- Exercise directions
Copy all of the data below without altering a single line.

Referring expression pointing data:
+ + +
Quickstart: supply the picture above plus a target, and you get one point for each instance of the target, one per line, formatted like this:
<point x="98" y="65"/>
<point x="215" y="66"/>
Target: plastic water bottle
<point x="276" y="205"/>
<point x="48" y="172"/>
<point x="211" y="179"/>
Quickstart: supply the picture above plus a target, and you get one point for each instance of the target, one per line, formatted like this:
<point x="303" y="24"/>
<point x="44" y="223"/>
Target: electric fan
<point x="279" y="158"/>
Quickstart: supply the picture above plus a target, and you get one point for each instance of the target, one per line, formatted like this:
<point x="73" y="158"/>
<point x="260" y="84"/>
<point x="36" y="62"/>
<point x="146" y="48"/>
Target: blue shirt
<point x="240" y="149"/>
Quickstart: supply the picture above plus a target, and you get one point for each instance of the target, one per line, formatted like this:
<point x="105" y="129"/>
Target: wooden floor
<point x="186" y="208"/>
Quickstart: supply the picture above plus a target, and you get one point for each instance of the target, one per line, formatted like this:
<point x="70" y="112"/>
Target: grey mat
+ + +
- Task response
Quickstart: supply the picture above plus a target, and you get one point for each instance of the target, one per line, formatted like this:
<point x="98" y="65"/>
<point x="215" y="66"/>
Target: plastic water bottle
<point x="276" y="205"/>
<point x="48" y="172"/>
<point x="211" y="179"/>
Quickstart: supply the picture above plus a target, and you get one point for each instance of the target, one per line, formatted like this:
<point x="303" y="24"/>
<point x="44" y="223"/>
Target: electric fan
<point x="279" y="158"/>
Quickstart: supply the picture above plus a target, and you get one point for each instance of the target, one per line, formatted like this:
<point x="73" y="158"/>
<point x="260" y="84"/>
<point x="36" y="62"/>
<point x="146" y="48"/>
Target: blue shirt
<point x="240" y="149"/>
Quickstart: supply the picture above plus a target, and you get one point for each instance of the target, one per line, formatted like this:
<point x="105" y="129"/>
Target: wooden floor
<point x="186" y="208"/>
Quickstart: supply the picture above plus a target, and you get one point for each instance of the target, one per line, formatted like this:
<point x="70" y="112"/>
Target: grey mat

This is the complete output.